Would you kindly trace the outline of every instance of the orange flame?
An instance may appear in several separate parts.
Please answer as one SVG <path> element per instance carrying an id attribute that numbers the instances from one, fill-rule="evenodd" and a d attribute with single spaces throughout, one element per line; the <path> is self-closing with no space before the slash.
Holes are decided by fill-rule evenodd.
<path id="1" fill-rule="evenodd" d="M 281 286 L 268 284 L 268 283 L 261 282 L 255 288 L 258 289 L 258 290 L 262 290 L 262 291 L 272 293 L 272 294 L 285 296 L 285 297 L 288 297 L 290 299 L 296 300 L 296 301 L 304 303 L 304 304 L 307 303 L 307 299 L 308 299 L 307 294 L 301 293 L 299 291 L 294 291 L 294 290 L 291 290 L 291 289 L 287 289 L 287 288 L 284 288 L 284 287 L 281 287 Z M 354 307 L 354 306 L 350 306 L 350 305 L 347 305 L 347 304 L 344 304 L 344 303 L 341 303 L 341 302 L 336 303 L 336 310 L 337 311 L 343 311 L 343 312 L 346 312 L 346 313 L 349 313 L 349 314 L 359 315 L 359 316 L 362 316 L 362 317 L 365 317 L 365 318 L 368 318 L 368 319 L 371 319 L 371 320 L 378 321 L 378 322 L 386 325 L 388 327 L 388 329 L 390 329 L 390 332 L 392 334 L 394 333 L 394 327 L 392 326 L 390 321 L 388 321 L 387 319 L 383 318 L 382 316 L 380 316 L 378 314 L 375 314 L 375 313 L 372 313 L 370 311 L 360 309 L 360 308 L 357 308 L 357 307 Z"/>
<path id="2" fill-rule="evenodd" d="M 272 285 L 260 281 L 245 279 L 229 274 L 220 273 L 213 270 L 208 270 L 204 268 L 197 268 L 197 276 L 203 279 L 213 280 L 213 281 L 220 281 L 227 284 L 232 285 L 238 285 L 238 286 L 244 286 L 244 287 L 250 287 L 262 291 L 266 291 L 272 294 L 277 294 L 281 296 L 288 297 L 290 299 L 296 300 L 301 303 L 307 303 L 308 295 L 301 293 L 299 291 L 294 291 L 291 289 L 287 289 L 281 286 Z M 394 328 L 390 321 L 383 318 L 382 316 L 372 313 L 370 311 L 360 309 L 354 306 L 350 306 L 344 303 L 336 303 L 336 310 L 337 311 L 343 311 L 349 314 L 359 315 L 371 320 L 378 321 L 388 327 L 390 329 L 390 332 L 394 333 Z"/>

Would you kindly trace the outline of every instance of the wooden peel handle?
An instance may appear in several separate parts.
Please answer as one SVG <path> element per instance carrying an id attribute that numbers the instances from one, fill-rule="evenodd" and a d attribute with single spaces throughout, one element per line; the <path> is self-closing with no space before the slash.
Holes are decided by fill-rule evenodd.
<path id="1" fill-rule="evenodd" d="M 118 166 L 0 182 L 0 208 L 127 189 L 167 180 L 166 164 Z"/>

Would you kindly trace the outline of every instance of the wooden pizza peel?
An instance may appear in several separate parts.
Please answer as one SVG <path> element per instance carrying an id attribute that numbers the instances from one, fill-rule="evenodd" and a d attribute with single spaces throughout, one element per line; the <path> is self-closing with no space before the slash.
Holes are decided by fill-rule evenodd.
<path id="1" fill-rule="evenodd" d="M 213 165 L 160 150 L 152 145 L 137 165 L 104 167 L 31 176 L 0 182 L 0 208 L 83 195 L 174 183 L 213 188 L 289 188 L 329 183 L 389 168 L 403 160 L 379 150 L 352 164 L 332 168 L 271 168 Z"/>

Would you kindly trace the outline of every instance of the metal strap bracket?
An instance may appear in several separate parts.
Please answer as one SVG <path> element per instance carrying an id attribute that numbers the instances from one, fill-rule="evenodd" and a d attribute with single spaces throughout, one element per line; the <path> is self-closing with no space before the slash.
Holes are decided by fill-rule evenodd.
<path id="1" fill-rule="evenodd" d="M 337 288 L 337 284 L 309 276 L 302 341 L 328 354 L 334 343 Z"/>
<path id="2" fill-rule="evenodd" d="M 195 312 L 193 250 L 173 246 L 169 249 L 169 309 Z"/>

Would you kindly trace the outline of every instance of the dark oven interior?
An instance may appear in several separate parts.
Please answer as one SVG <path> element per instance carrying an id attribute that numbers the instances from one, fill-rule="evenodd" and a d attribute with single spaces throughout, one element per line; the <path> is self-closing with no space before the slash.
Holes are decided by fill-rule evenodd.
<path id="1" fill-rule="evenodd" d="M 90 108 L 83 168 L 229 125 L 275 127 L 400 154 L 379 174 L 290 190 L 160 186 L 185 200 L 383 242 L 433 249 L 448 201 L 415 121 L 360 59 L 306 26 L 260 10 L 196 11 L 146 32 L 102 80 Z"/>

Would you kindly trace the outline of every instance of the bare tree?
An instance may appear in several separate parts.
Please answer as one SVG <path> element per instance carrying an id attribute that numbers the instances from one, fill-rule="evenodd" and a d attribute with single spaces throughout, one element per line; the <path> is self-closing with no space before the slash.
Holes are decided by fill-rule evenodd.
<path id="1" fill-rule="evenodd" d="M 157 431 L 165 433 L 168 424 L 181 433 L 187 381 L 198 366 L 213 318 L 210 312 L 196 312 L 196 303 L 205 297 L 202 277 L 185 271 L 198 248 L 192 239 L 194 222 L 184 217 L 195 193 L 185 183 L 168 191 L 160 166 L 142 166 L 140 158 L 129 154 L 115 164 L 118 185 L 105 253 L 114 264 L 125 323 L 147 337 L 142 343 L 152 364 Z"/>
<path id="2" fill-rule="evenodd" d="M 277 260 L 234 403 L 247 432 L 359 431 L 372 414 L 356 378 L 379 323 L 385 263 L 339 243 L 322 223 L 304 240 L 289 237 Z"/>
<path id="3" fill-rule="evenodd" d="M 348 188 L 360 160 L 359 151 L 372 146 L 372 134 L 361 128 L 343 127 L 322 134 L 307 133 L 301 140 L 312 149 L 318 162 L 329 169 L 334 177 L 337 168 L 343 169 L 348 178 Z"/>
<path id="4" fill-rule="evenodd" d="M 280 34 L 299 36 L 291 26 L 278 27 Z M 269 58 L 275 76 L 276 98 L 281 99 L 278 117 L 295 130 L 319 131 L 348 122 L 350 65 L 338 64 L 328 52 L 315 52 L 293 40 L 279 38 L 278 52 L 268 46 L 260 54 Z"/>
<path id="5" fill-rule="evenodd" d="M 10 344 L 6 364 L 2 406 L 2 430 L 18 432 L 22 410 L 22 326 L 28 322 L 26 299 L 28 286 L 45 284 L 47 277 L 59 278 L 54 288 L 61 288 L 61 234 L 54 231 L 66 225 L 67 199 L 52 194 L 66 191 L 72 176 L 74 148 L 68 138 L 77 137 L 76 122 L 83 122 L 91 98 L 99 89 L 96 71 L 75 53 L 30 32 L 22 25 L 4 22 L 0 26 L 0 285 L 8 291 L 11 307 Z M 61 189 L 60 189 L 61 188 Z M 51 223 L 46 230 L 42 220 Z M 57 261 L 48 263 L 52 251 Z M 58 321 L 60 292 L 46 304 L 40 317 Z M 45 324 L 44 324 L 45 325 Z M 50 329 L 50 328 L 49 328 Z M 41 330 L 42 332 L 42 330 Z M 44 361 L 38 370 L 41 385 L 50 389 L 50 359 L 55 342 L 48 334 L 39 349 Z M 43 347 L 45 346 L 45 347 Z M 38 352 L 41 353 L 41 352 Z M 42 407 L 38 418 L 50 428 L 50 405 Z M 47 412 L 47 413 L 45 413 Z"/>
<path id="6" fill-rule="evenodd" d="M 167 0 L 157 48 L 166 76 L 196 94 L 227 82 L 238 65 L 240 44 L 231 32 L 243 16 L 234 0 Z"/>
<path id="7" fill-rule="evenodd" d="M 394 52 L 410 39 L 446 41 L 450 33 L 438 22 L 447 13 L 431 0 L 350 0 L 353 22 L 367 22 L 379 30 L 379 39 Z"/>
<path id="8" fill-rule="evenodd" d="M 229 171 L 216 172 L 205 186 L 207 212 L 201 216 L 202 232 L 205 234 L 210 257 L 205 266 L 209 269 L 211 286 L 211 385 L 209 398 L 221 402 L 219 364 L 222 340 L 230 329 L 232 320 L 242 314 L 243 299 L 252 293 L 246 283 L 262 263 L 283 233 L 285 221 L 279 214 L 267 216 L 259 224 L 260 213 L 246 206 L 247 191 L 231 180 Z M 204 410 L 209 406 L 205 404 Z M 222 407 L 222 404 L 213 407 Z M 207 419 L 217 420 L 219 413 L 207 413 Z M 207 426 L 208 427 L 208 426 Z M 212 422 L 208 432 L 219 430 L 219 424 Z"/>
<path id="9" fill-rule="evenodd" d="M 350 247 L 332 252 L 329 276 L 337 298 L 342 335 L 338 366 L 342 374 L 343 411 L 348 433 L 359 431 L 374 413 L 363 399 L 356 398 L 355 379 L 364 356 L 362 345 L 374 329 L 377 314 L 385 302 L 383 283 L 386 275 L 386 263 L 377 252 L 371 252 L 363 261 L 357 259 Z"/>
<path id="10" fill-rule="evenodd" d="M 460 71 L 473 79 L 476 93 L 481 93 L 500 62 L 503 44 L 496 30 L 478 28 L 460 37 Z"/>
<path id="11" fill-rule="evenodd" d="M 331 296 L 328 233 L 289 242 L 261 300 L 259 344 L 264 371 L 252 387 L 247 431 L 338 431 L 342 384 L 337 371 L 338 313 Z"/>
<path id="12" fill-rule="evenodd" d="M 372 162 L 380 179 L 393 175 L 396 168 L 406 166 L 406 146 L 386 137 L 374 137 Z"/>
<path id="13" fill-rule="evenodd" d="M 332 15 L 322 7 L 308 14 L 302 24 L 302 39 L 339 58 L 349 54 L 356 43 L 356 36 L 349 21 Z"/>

============================================================

> **WORK INSTRUCTION**
Lines holding "kindly" in the listing above: report how many there are, with the number alone.

> **SOLVED EXERCISE**
6